■ SET PROBLEM: Transcribe, exactly as they appear, only the lines from the one holding "of the second" through the end of the entries below.

■ Dataset rows:
|---|

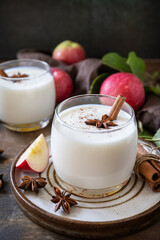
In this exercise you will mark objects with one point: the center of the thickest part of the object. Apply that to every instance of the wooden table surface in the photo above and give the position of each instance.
(14, 224)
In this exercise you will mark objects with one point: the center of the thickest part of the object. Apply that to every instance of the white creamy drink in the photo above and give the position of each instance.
(30, 100)
(89, 157)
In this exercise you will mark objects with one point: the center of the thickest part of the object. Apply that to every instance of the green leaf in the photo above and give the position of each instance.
(154, 89)
(115, 61)
(97, 82)
(156, 138)
(137, 65)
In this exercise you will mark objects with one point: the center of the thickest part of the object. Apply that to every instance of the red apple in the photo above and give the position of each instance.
(127, 85)
(36, 156)
(69, 52)
(63, 84)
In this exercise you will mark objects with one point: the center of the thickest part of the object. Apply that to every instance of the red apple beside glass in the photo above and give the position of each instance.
(127, 85)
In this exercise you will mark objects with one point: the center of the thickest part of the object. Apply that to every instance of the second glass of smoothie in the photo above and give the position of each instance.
(89, 161)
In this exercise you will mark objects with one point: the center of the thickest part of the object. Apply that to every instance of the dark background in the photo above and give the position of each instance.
(100, 26)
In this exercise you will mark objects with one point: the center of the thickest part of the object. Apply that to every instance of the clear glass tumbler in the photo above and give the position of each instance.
(27, 94)
(92, 162)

|---|

■ FINISHED TASK:
In this exercise you will mark objects with one point: the center of the thickest part of the object. Apply that to every instance of the second glass of smoothie in the photo above and give the position of each instance.
(89, 161)
In this exercise you will mark objects with one point: the center of the thickest part of the object. Apply that to every instance of the dark background in the photo above and give the position of each instance.
(100, 26)
In this exercise you will mark objects with one point: the center of the thickest part of the object. Apply that to every instance of the clear glass tumbler in the photo above and give the position of each instance.
(27, 94)
(92, 162)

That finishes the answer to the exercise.